◆ WHAT TO WORK ON: From the line with "horse's ear with a single marker." to the line with "straw cowboy hat with a single marker.", retype every line exactly, including those two, and leave out the rest of the data below.

◆ MATERIAL PROVIDED:
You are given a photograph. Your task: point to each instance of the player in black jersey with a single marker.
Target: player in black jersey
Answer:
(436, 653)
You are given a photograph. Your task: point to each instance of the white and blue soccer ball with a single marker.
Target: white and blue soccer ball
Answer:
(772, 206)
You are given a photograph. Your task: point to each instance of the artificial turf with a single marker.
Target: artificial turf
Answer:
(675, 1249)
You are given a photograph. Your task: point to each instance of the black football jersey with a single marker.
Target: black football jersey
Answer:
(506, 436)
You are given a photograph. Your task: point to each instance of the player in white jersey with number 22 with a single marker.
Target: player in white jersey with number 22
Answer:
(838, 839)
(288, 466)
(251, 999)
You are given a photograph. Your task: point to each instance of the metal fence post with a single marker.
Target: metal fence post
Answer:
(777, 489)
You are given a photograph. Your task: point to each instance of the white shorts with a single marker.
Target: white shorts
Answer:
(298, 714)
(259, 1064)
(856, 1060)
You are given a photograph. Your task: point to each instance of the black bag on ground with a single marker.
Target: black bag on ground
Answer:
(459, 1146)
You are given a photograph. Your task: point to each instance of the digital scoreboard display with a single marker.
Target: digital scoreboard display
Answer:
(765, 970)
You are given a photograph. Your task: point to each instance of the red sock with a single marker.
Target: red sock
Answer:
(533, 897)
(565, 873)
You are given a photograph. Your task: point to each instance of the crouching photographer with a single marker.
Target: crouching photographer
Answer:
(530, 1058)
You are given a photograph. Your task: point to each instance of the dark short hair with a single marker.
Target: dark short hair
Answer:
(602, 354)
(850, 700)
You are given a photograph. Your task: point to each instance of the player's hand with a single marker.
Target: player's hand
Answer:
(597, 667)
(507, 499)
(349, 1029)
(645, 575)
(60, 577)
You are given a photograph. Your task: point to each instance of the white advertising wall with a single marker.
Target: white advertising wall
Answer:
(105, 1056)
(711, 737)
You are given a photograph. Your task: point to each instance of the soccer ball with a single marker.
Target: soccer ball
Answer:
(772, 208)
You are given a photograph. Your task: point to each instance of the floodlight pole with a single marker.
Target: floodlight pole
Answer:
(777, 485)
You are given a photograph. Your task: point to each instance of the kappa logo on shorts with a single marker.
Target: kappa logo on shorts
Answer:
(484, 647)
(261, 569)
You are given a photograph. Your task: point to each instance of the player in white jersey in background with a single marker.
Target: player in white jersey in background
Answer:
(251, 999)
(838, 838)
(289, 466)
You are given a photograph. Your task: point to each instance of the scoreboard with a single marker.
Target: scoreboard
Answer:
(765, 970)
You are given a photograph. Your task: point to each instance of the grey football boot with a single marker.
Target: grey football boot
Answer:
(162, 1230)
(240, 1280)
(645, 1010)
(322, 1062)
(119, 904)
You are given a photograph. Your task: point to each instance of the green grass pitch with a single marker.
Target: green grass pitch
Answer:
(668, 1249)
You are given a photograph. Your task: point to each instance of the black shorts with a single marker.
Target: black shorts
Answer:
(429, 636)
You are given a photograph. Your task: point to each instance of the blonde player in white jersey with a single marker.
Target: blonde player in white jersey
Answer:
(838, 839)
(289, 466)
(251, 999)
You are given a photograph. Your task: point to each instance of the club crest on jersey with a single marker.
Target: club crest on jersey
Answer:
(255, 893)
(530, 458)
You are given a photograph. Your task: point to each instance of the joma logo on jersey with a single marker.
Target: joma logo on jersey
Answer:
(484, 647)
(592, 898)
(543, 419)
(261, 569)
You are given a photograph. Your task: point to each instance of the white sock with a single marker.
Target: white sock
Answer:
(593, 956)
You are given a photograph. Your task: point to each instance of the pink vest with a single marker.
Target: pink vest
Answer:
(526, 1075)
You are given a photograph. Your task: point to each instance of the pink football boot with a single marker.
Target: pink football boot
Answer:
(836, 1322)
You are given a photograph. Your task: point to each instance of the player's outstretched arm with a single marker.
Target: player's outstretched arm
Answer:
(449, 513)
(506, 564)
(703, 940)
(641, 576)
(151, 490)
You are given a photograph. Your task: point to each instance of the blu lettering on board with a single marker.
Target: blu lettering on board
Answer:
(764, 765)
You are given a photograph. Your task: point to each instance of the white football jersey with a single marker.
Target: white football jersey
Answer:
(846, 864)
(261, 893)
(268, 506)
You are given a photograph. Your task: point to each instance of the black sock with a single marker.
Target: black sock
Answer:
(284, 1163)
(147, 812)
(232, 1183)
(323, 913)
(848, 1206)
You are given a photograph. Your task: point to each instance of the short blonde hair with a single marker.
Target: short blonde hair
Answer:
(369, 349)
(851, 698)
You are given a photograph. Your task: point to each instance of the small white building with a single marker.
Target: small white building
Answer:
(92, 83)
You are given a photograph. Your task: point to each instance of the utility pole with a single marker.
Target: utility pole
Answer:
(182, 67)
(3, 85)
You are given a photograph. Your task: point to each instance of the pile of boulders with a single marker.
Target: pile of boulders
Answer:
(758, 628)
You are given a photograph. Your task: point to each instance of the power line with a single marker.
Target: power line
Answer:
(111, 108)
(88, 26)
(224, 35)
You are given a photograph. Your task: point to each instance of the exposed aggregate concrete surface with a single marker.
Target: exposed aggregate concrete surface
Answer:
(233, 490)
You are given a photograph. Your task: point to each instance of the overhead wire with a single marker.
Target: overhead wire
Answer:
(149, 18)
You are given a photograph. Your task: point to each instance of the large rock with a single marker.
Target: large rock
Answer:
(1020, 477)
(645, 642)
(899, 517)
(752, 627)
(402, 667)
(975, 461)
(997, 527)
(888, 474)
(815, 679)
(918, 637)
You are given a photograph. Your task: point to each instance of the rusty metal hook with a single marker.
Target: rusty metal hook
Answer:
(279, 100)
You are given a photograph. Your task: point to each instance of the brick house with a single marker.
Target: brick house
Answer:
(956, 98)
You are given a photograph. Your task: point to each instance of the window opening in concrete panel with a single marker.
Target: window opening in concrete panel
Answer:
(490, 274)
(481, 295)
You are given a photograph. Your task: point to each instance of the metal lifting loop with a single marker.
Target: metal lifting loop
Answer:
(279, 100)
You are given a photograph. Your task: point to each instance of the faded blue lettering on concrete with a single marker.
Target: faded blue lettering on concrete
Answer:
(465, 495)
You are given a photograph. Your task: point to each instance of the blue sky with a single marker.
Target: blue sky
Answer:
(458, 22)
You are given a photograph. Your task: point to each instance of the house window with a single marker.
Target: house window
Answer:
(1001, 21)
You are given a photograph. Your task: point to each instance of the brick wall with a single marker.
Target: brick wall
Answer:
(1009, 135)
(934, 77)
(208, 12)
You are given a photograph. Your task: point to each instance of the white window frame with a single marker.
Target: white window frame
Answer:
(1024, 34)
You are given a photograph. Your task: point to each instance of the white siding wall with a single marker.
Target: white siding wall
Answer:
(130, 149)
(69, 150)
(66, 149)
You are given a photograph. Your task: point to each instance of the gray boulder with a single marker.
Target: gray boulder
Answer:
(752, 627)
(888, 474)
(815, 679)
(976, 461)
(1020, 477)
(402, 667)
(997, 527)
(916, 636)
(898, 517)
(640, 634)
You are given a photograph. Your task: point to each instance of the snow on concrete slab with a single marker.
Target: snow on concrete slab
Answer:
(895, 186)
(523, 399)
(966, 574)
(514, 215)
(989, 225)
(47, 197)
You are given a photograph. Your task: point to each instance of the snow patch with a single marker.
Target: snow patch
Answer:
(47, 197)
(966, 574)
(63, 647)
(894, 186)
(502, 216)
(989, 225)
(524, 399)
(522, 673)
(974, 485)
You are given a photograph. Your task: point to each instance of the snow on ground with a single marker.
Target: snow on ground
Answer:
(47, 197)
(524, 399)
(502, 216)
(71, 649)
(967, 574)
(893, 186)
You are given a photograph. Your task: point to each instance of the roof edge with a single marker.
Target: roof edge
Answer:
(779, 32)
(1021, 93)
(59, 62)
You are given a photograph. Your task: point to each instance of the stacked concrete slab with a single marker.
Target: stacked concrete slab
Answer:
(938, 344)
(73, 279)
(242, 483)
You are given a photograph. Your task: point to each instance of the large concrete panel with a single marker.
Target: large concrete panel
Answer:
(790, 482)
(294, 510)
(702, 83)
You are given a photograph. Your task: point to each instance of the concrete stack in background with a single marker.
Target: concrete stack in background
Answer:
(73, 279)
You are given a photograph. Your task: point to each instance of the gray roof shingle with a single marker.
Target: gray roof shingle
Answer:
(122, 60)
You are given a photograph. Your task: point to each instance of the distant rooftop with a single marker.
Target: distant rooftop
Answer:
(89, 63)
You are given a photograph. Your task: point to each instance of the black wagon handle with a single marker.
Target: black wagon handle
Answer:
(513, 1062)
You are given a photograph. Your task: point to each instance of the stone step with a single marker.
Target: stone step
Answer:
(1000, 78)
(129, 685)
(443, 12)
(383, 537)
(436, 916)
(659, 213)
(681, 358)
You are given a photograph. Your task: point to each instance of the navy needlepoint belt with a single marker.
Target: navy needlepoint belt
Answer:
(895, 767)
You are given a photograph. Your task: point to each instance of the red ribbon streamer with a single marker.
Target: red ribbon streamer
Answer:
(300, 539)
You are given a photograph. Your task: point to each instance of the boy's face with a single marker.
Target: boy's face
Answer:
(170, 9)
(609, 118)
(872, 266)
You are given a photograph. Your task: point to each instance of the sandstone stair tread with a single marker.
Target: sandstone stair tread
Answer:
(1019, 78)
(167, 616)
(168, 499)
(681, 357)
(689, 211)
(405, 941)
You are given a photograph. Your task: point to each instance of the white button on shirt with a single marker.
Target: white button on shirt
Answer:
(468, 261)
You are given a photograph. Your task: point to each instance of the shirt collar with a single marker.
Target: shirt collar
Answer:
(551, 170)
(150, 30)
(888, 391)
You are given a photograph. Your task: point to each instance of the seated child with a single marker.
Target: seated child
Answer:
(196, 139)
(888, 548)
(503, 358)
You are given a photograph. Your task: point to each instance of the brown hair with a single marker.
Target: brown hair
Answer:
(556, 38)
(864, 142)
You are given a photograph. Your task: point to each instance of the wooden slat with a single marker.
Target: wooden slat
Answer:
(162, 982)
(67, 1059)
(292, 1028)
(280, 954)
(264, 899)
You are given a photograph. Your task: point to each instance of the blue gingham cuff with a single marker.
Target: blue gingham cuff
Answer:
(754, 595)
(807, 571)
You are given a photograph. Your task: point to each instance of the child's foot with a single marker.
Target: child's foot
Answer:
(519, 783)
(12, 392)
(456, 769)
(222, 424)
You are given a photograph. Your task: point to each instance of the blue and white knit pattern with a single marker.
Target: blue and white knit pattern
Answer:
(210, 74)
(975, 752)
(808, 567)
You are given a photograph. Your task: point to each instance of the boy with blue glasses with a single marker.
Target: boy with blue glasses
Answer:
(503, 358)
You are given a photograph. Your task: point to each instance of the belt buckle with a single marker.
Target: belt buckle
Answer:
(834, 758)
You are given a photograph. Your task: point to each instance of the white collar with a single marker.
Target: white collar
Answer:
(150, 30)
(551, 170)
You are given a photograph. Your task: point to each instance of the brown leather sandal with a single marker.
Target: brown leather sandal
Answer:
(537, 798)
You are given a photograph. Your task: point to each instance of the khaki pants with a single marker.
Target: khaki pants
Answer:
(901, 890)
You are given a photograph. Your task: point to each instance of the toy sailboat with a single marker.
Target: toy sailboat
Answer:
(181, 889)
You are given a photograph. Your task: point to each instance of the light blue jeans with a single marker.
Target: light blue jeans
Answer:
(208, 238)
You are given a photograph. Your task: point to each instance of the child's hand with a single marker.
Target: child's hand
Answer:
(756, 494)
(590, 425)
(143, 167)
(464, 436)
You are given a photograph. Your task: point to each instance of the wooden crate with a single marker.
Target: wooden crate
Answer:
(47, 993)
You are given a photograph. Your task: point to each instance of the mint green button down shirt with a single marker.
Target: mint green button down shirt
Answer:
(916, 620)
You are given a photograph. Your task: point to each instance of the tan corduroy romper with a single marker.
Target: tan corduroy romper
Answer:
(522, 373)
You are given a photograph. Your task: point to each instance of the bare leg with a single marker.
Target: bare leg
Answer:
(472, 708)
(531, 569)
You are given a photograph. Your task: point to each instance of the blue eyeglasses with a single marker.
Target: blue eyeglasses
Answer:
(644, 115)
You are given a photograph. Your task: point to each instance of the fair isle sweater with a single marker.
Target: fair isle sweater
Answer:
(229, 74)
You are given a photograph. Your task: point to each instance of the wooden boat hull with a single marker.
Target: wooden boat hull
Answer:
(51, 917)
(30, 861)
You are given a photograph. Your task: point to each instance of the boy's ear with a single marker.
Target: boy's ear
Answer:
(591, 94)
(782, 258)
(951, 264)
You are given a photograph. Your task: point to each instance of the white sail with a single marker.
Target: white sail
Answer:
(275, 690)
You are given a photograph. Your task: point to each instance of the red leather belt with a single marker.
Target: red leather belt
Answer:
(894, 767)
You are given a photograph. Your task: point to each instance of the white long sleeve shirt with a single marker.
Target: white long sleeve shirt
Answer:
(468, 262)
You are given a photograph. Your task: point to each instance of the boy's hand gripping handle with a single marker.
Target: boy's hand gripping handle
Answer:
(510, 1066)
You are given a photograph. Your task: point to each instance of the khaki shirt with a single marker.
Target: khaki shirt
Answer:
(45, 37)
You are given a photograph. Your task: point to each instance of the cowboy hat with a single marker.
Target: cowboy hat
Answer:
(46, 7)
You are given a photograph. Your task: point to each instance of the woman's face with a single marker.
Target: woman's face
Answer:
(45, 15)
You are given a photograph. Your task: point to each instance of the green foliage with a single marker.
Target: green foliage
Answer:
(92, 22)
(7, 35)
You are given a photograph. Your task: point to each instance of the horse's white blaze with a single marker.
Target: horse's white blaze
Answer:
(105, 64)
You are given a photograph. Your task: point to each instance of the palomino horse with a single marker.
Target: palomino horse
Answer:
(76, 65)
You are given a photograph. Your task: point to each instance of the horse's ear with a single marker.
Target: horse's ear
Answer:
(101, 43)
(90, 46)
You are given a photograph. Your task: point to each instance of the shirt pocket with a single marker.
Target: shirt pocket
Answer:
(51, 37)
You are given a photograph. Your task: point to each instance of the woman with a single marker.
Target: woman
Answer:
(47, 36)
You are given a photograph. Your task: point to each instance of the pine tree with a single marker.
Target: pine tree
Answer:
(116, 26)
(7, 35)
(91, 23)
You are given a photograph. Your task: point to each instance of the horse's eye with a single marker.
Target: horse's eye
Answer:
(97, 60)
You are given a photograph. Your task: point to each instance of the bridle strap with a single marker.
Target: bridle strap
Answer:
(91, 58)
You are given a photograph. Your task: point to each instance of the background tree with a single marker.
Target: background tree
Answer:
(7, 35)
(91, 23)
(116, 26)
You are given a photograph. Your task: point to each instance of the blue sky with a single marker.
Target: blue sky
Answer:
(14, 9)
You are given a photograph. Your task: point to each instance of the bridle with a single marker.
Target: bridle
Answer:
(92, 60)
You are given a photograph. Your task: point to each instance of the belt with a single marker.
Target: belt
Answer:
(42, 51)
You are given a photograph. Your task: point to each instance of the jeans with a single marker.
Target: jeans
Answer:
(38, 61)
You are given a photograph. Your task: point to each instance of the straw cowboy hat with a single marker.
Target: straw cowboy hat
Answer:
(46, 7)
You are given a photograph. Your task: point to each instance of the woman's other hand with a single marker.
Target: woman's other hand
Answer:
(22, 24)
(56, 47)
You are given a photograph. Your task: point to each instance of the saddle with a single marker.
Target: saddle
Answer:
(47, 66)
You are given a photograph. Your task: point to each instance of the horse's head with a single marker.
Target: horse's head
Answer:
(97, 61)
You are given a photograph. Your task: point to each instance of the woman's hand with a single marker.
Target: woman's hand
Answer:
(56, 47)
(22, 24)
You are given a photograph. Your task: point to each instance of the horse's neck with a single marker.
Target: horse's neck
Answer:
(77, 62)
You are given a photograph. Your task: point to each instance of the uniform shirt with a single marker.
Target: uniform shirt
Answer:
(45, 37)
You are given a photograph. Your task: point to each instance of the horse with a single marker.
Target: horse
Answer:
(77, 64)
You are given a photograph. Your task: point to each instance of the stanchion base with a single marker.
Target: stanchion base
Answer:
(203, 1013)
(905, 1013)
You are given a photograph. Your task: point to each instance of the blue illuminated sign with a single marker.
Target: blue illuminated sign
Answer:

◆ REPLY:
You are given a photograph. Your task: point to each instance of the horse's ear with a single marker.
Target: horse's ear
Answer:
(101, 43)
(90, 46)
You are given a photograph. Your task: point to each instance of the shirt pocket with a single marker.
Target: shirt pocket
Answer:
(51, 37)
You are given a photograph. Your task: point to each instance of the woman with a single marker.
Target: woman
Answer:
(47, 36)
You are given a photograph. Your task: point to each instance of the pine tree with a single marker.
Target: pine tree
Answer:
(116, 26)
(7, 35)
(91, 23)
You are given a photograph. Your task: point to each instance of the horse's eye with a single marker.
Target: horse's eye
Answer:
(97, 60)
You are given a photograph. Your task: point to each instance of the bridle strap with a single marker.
Target: bridle strap
Answer:
(91, 58)
You are given a photograph. Your task: point to each instance of the background tree with a single marker.
Target: background tree
Answer:
(7, 35)
(91, 23)
(116, 26)
You are given a photograph. Your task: point to each instance of the blue sky with a single marker.
Target: blue sky
Answer:
(14, 9)
You are given a photograph. Your task: point to each instance of the bridle with a single marker.
Target: bridle
Answer:
(92, 60)
You are given a photograph. Your task: point to each instance of the belt with a single marker.
Target: belt
Answer:
(42, 51)
You are given a photograph. Your task: point to each instance of the jeans with a single marker.
Target: jeans
Answer:
(38, 61)
You are given a photograph. Your task: point to each instance of the straw cowboy hat with a single marker.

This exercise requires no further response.